WHAT TO WORK ON:
1. Answer from the notebook:
(a) Which CSV file is read into the DataFrame?
(b) Which three empty columns are created?
(c) Whose API does the reverse geocode function use?
2. Transcribe everything in the notebook from "Define reverse geocode" down to "request = url.format(latlng)".

EXTRACT:
Goal is to get only city and country into a pandas column to easily group by country or city and country later on.

In [None]:
import pandas as pd
import requests

In [3]:
#import the nodes 
df = pd.read_csv("osm_nodes_flip.csv", encoding = 'iso-8859-1')

In [4]:
#create desired empty columns
df['geocode_data'] = ''
df['city'] = ''
df['country'] = ''

In [8]:
df.head()

Unnamed: 0.1,Unnamed: 0,geometry.coordinates,geometry.type,id,properties.abandoned,properties.addr:city,properties.addr:country,properties.addr:postcode,properties.addr:state,properties.addr:street,...,properties.tourism,properties.units,properties.waterway,properties.website,properties.wikidata,properties.wikipedia,type,geocode_data,city,country
0,0,"[51.0745439, -115.4022874]",Point,30445652,,,,,,,...,,,,,,,Feature,,,
1,1,"[43.2439679, -116.3783661]",Point,126161573,,,,,,,...,,,,,,,Feature,,,
2,2,"[48.1056465, -1.9880204]",Point,263782394,,,,,,,...,,,,,,,Feature,,,
3,3,"[49.6197688, 10.8350521]",Point,318895153,,,,,,,...,,,,,,,Feature,,,
4,4,"[43.2669091, -122.4098458]",Point,365796528,,,,,OR,,...,,,,,,,Feature,,,


Define reverse geocode function using google API to apply to all rows of df

In [6]:
def reverse_geocode(latlng):
    result = {}
    url = 'https://maps.googleapis.com/maps/api/geocode/json?latlng={}'
    request = url.format(latlng)

DATASET RECORDS:

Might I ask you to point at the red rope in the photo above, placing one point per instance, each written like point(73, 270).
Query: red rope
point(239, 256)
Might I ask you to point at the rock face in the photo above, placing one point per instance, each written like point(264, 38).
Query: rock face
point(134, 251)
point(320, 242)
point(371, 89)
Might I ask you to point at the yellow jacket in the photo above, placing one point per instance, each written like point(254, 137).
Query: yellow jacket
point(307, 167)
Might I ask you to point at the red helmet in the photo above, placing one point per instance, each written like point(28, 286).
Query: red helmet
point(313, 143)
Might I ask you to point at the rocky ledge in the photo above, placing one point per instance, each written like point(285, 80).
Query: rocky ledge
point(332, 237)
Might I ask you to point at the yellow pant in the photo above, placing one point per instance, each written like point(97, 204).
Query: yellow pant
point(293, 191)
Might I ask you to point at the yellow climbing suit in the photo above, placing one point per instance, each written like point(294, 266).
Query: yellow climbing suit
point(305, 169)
---
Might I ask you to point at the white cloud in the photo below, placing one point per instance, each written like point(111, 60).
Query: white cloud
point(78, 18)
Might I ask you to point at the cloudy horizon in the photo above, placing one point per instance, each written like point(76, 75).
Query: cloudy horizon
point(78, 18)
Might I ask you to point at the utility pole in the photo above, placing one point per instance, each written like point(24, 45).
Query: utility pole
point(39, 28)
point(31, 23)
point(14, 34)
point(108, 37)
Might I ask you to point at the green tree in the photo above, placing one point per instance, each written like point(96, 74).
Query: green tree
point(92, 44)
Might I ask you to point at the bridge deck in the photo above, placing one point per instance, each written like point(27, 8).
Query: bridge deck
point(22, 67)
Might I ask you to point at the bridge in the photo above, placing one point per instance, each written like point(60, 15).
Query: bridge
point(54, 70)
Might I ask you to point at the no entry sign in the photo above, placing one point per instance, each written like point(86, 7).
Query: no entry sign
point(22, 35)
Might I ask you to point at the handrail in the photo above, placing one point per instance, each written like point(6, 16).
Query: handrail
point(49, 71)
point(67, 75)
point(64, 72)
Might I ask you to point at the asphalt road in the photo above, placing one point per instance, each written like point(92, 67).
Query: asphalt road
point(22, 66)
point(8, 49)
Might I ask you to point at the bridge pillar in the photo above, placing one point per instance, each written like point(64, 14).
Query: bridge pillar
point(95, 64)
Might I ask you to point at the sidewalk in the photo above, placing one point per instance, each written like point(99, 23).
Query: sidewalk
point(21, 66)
==
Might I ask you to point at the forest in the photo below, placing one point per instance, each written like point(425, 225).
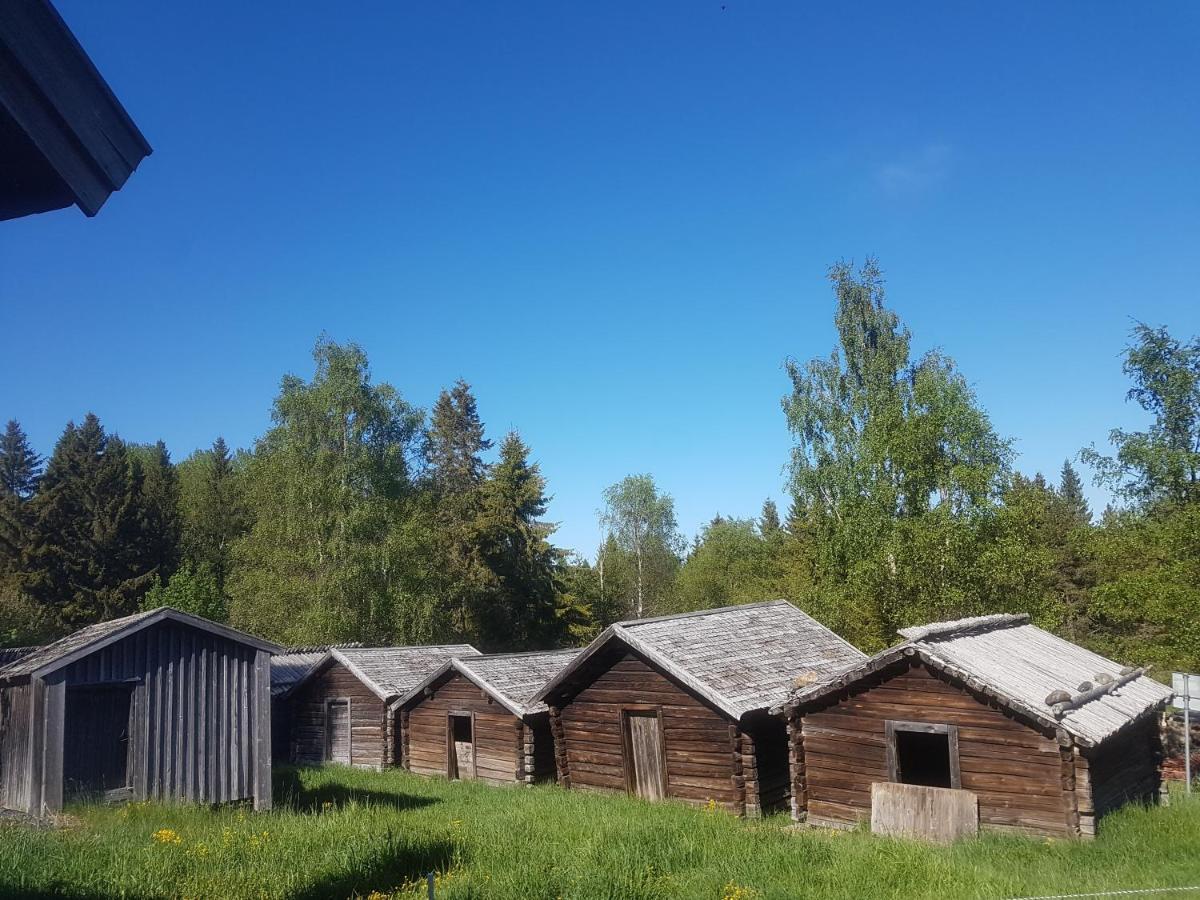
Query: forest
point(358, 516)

RESPONSES:
1.
(a) osm_nodes_flip.csv
(b) geocode_data, city, and country
(c) Google's

2.
Define reverse geocode function using google API to apply to all rows of df

In [6]:
def reverse_geocode(latlng):
    result = {}
    url = 'https://maps.googleapis.com/maps/api/geocode/json?latlng={}'
    request = url.format(latlng)